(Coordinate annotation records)
__________

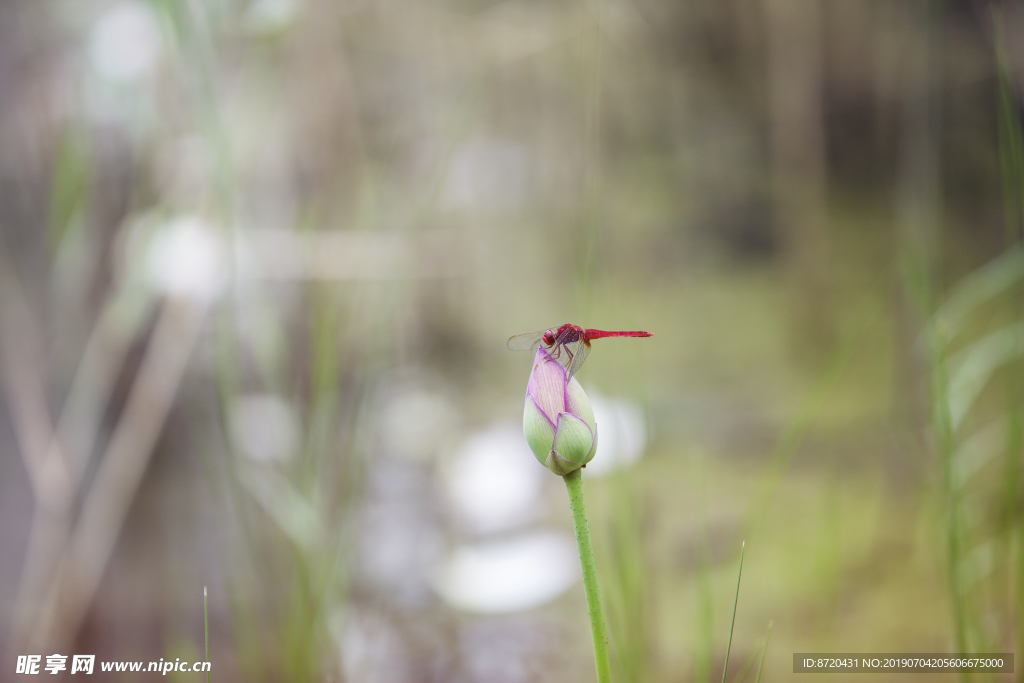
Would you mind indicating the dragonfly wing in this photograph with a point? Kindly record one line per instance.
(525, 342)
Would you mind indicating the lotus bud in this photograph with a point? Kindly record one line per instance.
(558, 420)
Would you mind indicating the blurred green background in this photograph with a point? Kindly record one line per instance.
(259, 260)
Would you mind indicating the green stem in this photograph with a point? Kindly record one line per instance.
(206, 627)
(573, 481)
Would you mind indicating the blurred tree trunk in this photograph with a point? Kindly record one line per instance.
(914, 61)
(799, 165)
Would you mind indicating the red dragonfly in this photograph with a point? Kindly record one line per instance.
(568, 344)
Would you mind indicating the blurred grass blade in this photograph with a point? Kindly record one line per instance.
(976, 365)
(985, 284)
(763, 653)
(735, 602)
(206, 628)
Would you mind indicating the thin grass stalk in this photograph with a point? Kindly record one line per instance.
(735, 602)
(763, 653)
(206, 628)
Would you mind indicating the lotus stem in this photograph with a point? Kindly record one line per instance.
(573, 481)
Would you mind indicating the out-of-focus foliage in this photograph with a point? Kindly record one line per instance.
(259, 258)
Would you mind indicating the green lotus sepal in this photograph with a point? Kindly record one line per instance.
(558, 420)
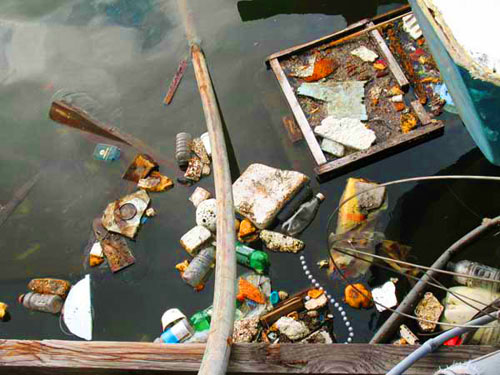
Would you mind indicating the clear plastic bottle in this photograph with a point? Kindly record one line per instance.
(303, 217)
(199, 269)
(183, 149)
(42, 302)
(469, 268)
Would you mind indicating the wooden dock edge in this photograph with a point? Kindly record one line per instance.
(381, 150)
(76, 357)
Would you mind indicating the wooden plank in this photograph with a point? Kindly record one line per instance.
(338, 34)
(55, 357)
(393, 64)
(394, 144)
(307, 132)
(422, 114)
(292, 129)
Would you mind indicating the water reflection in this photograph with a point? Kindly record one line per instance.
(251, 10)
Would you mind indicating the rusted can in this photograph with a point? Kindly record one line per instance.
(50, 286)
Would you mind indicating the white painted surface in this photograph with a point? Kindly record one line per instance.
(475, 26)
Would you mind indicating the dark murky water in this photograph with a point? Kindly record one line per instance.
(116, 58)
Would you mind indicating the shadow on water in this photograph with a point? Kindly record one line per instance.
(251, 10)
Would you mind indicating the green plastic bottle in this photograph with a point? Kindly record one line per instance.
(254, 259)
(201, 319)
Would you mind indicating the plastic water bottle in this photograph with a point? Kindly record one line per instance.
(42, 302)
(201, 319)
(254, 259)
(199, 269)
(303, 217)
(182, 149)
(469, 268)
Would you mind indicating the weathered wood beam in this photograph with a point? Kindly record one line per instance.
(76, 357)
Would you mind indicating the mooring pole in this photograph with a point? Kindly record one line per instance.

__________

Starting at the line that contains "Would you mind indicating the green lotus" and ending with the last line of the material, write every line out again, requests included, with each coordinate in the answers multiplied by 2.4 and rounded to a whole number, halves rounded up. Omit the pictures from your output.

Written reply
Would you mind indicating the green lotus sepal in this photograph with a point? Kindly record one line per instance.
(1339, 1008)
Would you mind indicating the clear plastic bottle in this photograph with a point? Kindly record one line per instance.
(727, 521)
(478, 646)
(439, 358)
(101, 725)
(1126, 643)
Would you mind indicating the wooden dock edge in this photograph with a point? Kindly record one line per instance.
(914, 360)
(182, 857)
Would you mind indicating the wooden plank in this photograph with a point? Kindly record one line per instance.
(811, 82)
(132, 857)
(943, 154)
(946, 346)
(737, 317)
(1013, 274)
(701, 310)
Would you mind indicating the water reflection in this photograph with a point? Kindly record one line per instance.
(602, 24)
Would you mind indicating the rusted can in this photograph with a point? Kindly record one line per instance.
(120, 686)
Would you mind indicating the white painted surface in this photograph with a point? Kindly record one line per instance.
(1140, 62)
Would you mind indicating the dark murky water in this photograph with a point? Kindly record one line per instance.
(278, 139)
Would you mind indicating the shadow on water in this photograph with a point? Kindly record one line per instance.
(602, 24)
Would you mind indicating the green plastic bottle in this photograph with a point? Kindly record one line per instance.
(610, 622)
(482, 766)
Would you mind indicating the plastic water bottle in this photograph with a point? Kindly record one line per instance.
(101, 725)
(482, 766)
(610, 622)
(478, 646)
(727, 521)
(437, 358)
(1126, 643)
Would you mind indicating the weathered wood beam in this photograph with a point? Kindly record one line per instance.
(182, 857)
Would you mind indicating the mooring pole in this photograph with a point? Kindly record one line per instance.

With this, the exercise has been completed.